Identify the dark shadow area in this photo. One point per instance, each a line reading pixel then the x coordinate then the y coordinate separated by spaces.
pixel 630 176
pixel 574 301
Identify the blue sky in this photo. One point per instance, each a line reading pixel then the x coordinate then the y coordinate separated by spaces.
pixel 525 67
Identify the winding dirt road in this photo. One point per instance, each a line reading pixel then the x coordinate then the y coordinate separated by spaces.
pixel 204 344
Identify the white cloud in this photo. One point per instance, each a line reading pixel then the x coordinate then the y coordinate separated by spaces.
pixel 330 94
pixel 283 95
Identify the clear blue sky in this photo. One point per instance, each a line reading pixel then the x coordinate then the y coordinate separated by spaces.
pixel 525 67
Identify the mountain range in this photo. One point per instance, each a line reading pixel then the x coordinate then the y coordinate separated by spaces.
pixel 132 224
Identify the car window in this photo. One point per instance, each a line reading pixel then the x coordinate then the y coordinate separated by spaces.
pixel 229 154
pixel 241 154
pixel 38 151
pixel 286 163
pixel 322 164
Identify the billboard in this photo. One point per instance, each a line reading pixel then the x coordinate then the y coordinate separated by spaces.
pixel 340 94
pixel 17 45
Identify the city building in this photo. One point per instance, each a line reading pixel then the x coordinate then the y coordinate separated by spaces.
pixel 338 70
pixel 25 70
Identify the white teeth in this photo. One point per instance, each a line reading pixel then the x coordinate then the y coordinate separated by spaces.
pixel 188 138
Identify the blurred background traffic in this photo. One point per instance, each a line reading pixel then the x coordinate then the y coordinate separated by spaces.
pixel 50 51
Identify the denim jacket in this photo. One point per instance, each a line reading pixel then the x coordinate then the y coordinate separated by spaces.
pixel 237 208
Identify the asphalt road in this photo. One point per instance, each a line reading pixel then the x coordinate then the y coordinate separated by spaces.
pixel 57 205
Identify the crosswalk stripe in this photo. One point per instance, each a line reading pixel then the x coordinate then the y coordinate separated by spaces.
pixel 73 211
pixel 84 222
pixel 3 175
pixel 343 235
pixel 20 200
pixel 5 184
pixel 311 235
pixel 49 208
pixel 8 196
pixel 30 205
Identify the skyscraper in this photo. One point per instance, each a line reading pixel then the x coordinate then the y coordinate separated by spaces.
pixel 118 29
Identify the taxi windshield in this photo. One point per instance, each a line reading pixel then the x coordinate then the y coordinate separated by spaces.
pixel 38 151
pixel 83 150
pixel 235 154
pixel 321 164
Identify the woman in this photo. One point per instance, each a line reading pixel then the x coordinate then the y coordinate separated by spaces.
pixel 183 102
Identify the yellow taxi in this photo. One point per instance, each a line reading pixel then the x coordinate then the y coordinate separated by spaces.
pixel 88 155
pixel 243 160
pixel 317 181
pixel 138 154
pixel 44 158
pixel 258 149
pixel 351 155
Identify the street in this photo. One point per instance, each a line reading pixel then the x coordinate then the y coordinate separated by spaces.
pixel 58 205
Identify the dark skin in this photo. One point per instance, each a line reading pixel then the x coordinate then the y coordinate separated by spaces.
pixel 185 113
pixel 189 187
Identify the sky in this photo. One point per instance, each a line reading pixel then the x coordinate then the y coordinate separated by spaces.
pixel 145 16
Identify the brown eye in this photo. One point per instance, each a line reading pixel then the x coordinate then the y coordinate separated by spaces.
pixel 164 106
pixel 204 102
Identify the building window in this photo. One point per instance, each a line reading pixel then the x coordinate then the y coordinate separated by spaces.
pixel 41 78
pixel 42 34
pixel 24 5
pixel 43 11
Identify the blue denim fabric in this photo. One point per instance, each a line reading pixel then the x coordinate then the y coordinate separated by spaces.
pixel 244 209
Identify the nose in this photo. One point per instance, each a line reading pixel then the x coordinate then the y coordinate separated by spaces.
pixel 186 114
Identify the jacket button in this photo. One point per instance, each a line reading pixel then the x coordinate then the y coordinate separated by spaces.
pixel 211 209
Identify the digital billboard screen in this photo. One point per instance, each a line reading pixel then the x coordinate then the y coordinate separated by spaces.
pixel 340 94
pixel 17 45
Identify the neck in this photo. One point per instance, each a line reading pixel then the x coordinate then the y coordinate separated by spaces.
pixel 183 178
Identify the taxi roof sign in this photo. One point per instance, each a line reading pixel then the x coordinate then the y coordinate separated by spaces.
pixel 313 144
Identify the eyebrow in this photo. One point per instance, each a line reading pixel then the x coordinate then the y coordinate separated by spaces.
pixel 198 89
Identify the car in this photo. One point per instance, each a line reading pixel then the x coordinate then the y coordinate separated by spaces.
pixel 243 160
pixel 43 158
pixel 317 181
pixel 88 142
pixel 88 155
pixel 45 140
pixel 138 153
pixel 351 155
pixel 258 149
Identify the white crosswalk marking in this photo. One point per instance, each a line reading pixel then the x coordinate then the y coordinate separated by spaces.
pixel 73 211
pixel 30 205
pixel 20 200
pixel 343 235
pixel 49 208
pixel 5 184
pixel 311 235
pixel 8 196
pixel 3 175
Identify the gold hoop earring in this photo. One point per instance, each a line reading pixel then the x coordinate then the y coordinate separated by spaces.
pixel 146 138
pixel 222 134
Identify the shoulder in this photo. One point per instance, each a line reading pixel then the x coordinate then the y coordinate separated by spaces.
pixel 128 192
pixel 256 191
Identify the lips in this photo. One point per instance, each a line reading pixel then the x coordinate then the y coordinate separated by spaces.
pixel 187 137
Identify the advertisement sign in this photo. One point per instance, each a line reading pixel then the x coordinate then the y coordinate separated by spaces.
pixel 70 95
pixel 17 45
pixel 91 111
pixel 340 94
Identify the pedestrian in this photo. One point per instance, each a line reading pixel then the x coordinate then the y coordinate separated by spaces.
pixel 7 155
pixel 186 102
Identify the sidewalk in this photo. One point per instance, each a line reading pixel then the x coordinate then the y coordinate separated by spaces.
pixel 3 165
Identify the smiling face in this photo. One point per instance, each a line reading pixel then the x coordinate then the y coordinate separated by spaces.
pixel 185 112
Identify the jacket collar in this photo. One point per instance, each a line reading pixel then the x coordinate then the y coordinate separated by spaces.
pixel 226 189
####################
> WHAT THE TASK ASKS
Please reproduce each line exactly as written.

> TASK RESPONSE
Identify the dark shadow area in this photo. One point per instance, each a line reading pixel then the x coordinate then the y coordinate separated by spaces.
pixel 630 176
pixel 574 301
Identify the blue sky in this photo. One point per instance, each a line reading pixel then the x coordinate then the y coordinate separated by spaces.
pixel 525 67
Identify the winding dirt road in this photo. One point per instance, each a line reading pixel then the x coordinate then the y coordinate separated by spaces.
pixel 204 344
Identify the white cloud in this photo. One point per instance, each a line reading pixel then the x coordinate then the y coordinate separated by spaces.
pixel 330 94
pixel 283 95
Identify the clear blue sky in this photo. One point per instance, each a line reading pixel then the x coordinate then the y coordinate separated by spaces.
pixel 525 67
Identify the mountain range in this photo. One point per instance, each a line reading pixel then the x coordinate then the y coordinate separated by spaces.
pixel 132 224
Identify the car window in this photo. One point per instance, each a line reading pixel then the x coordinate then the y coordinate separated by spaces.
pixel 229 154
pixel 241 154
pixel 38 151
pixel 286 163
pixel 322 164
Identify the billboard in this photo. One point per instance, each a line reading pixel then the x coordinate then the y coordinate separated by spaces.
pixel 340 94
pixel 17 45
Identify the city building in this photo. One point per instance, each a line reading pixel then the x coordinate then the y coordinate separated by spaces.
pixel 338 70
pixel 25 70
Identify the white teeth in this photo. One point per instance, each a line reading pixel then the x coordinate then the y coordinate separated by spaces.
pixel 188 138
Identify the blurred background traffic in this photo. One point per instance, each a line reading pixel then the x coordinate then the y coordinate separated by spaces.
pixel 50 51
Identify the denim jacket in this photo. One point per instance, each a line reading pixel then the x coordinate then the y coordinate separated by spaces.
pixel 237 208
Identify the asphalt road in this photo. One point per instance, each a line reading pixel then the x coordinate then the y coordinate separated by spaces.
pixel 57 205
Identify the crosswalk stripe in this photo. One point per instance, each a line reading pixel then the x coordinate then the y coordinate separated by spaces.
pixel 73 211
pixel 84 222
pixel 3 175
pixel 343 235
pixel 20 200
pixel 5 184
pixel 311 235
pixel 49 208
pixel 8 196
pixel 30 205
Identify the skyscraper in this photo. One point per instance, each a line reading pixel then the x coordinate then the y coordinate separated by spaces.
pixel 118 29
Identify the taxi windshield in this photo. One point per instance, each a line reading pixel then the x coordinate then the y coordinate separated by spaces.
pixel 38 151
pixel 83 150
pixel 235 154
pixel 321 164
Identify the woman in this photo. One point per instance, each a line reading pixel then the x coordinate then the y coordinate separated by spaces.
pixel 183 102
Identify the yellow taxi in this photo. One point per instance, each a line reading pixel then the x coordinate then the y coordinate separated by spaces.
pixel 88 155
pixel 243 160
pixel 317 181
pixel 138 154
pixel 44 158
pixel 258 149
pixel 351 155
Identify the street in this photo. One point per instance, each a line reading pixel then the x coordinate then the y coordinate separated by spaces.
pixel 58 205
Identify the dark skin in this photo. One point per instance, each a line reading pixel then the x coordinate then the y coordinate separated by spaces.
pixel 185 113
pixel 189 187
Identify the sky in this photo. One point per instance, each a line reading pixel then the x coordinate then the y coordinate separated by spaces.
pixel 145 16
Identify the brown eye in this photo. One point per instance, each a line reading pixel then the x coordinate then the y coordinate separated by spaces.
pixel 164 106
pixel 204 102
Identify the building window in this photo. One point per instance, each a line reading pixel then the x coordinate then the y coordinate separated by spaces.
pixel 41 78
pixel 42 34
pixel 24 5
pixel 43 11
Identify the blue denim fabric in this photo. One point per instance, each a line reading pixel then the x coordinate then the y coordinate separated by spaces.
pixel 244 209
Identify the nose in this photo. One point per instance, each a line reading pixel then the x coordinate then the y coordinate separated by spaces.
pixel 186 114
Identify the jacket button in this photo. One point per instance, each a line reading pixel then the x coordinate then the y coordinate separated by spaces.
pixel 211 209
Identify the digital billboard screen in this photo. One point per instance, each a line reading pixel then the x coordinate then the y coordinate separated by spaces.
pixel 340 94
pixel 17 45
Identify the neck in this photo. One point per instance, each a line reading pixel then the x coordinate then the y coordinate separated by spaces.
pixel 183 178
Identify the taxi roof sign in this photo. One point per instance, each a line reading pixel then the x coordinate then the y coordinate separated by spaces.
pixel 313 144
Identify the eyebrow in this photo. One point per instance, each a line reading pixel then the x coordinate then the y coordinate separated by spaces.
pixel 198 89
Identify the car in this photo. One point per instance, each a line reading pixel then the x coordinate then the y coordinate separated by spaces.
pixel 243 160
pixel 43 158
pixel 317 181
pixel 88 142
pixel 88 155
pixel 45 140
pixel 138 153
pixel 351 155
pixel 258 149
Identify the white crosswalk marking in this photo. One point per instance, each a line reading pixel then the x coordinate then the y coordinate separated by spaces.
pixel 73 211
pixel 30 205
pixel 20 200
pixel 343 235
pixel 49 208
pixel 5 184
pixel 311 235
pixel 8 196
pixel 3 175
Identify the gold hoop earring in this photo. One point per instance, each a line reading pixel then the x coordinate then the y coordinate separated by spaces.
pixel 146 138
pixel 222 134
Identify the shoulder in this photo. One point per instance, each a line reading pixel then the x coordinate then the y coordinate separated by spaces.
pixel 128 192
pixel 256 191
Identify the lips in this photo. One point per instance, each a line reading pixel then the x coordinate then the y coordinate separated by spaces.
pixel 187 137
Identify the advertisement sign in this photo. One point per instance, each a line reading pixel then the x coordinate then the y coordinate separated by spaces.
pixel 70 95
pixel 17 45
pixel 91 111
pixel 340 94
Identify the pedestrian in this photo. One point per instance, each a line reading pixel then the x coordinate then the y coordinate separated by spaces.
pixel 7 155
pixel 186 102
Identify the sidewalk in this photo. One point per instance, each a line reading pixel then the x coordinate then the y coordinate separated by spaces.
pixel 3 165
Identify the smiling face in this photo. One point per instance, each a line reading pixel then the x coordinate then the y coordinate separated by spaces.
pixel 185 112
Identify the jacket collar in this photo. One point per instance, each a line reading pixel then the x coordinate then the y coordinate separated by spaces.
pixel 226 189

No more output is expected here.